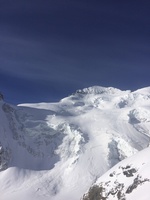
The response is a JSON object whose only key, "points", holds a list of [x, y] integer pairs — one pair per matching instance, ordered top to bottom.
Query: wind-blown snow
{"points": [[58, 150]]}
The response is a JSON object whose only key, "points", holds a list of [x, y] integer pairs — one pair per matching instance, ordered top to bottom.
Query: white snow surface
{"points": [[57, 151]]}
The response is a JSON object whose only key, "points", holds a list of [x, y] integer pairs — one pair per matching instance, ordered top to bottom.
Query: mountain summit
{"points": [[59, 150]]}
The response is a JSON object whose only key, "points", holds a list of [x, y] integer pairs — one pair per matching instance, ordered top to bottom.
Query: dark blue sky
{"points": [[50, 48]]}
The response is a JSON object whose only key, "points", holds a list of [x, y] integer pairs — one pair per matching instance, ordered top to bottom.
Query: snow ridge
{"points": [[53, 150]]}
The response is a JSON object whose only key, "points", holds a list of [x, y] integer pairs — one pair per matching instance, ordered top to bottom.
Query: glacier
{"points": [[59, 150]]}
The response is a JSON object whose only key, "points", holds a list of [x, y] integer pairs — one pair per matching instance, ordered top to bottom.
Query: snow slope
{"points": [[58, 150], [129, 179]]}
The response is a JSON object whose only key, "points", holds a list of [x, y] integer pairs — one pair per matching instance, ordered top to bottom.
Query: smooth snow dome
{"points": [[59, 150]]}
- - -
GOAL OF THE EXERCISE: Repeat the entries above exactly as written, but not their pictures.

EXERCISE RESPONSE:
The response is a JSON object whose only key, "points", holds a list of [x, y] integer pairs — one pair per matching instance, ordered top to bottom.
Query: wind-blown snow
{"points": [[58, 150]]}
The response is a JSON object whose only key, "points", holds a list of [x, y] integer pairs — one pair per matching instance, ordered top to bottom.
Query: white snow surface
{"points": [[57, 151]]}
The response is a JSON object whose only key, "points", holds a list of [x, y] integer pairs — one pair per matching instance, ordered top to bottom.
Query: mountain summit
{"points": [[59, 150]]}
The response is a JSON object whose only key, "points", holds a list of [x, y] integer pairs — one pair per matching instance, ordered top to bottom.
Query: dark blue sky
{"points": [[50, 48]]}
The response is a JSON object whose only key, "points", holds a list of [x, y] integer pairs — one pair per matching instance, ordered top to bottom.
Query: snow ridge
{"points": [[53, 150]]}
The response is a JSON object whose only key, "points", holds a list of [x, y] integer pairs — one pair per matching instance, ordered top to bottom.
Query: glacier
{"points": [[59, 150]]}
The response is a JSON object whose only key, "points", holds a list of [x, y] integer pairs — one pair per matching instance, ordered top to bottom.
Query: snow slope
{"points": [[58, 150], [129, 179]]}
The response is a JSON object whose only key, "points", holds a list of [x, y] integer pairs — one pair per matching instance, ordered top to bottom.
Query: smooth snow dome
{"points": [[59, 150]]}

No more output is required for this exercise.